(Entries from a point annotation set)
***
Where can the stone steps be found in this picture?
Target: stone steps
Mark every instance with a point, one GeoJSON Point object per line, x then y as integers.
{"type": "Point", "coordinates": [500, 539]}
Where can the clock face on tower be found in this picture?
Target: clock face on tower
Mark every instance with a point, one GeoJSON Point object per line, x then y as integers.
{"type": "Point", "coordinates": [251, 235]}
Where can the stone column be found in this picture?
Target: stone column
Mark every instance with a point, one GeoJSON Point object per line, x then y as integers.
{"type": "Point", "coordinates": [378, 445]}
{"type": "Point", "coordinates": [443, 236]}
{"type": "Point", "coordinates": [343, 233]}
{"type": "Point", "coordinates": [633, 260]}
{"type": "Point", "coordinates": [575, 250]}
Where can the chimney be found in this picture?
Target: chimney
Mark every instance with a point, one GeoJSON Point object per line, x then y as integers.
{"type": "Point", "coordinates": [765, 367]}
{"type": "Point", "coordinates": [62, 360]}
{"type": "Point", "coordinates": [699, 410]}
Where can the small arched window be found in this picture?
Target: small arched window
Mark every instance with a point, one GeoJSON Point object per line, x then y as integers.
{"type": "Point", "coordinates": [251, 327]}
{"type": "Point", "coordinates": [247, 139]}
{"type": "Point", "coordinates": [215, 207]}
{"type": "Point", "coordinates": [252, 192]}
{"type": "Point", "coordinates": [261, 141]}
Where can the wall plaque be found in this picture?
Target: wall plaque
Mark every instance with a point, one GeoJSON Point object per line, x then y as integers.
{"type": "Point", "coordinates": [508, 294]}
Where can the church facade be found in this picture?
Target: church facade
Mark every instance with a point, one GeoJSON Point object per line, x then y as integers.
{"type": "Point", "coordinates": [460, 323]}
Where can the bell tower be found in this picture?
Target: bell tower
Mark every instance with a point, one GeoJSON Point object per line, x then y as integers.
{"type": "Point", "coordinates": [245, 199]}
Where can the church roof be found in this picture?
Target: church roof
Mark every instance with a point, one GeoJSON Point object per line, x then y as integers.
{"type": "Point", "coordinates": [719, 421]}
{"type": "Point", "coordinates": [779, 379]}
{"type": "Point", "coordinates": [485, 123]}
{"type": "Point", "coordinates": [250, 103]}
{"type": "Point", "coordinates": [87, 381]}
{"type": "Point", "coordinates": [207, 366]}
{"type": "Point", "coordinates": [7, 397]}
***
* _SHORT EXERCISE_
Repeat, word for word, every line from the line that contains "Where can the bell" to the end of the entries; include both of those lines and no others.

* _FULL OUTPUT_
Where can the bell tower be found in this picture?
Target: bell tower
Mark every instance with a point, one GeoJSON Point object per line, x then y as integers.
{"type": "Point", "coordinates": [245, 199]}
Where can the church roof be found in this picture?
Target: church roof
Mark every instance with a point, one GeoJSON Point object per line, x then y as integers.
{"type": "Point", "coordinates": [719, 421]}
{"type": "Point", "coordinates": [779, 379]}
{"type": "Point", "coordinates": [485, 123]}
{"type": "Point", "coordinates": [250, 103]}
{"type": "Point", "coordinates": [87, 381]}
{"type": "Point", "coordinates": [207, 366]}
{"type": "Point", "coordinates": [7, 397]}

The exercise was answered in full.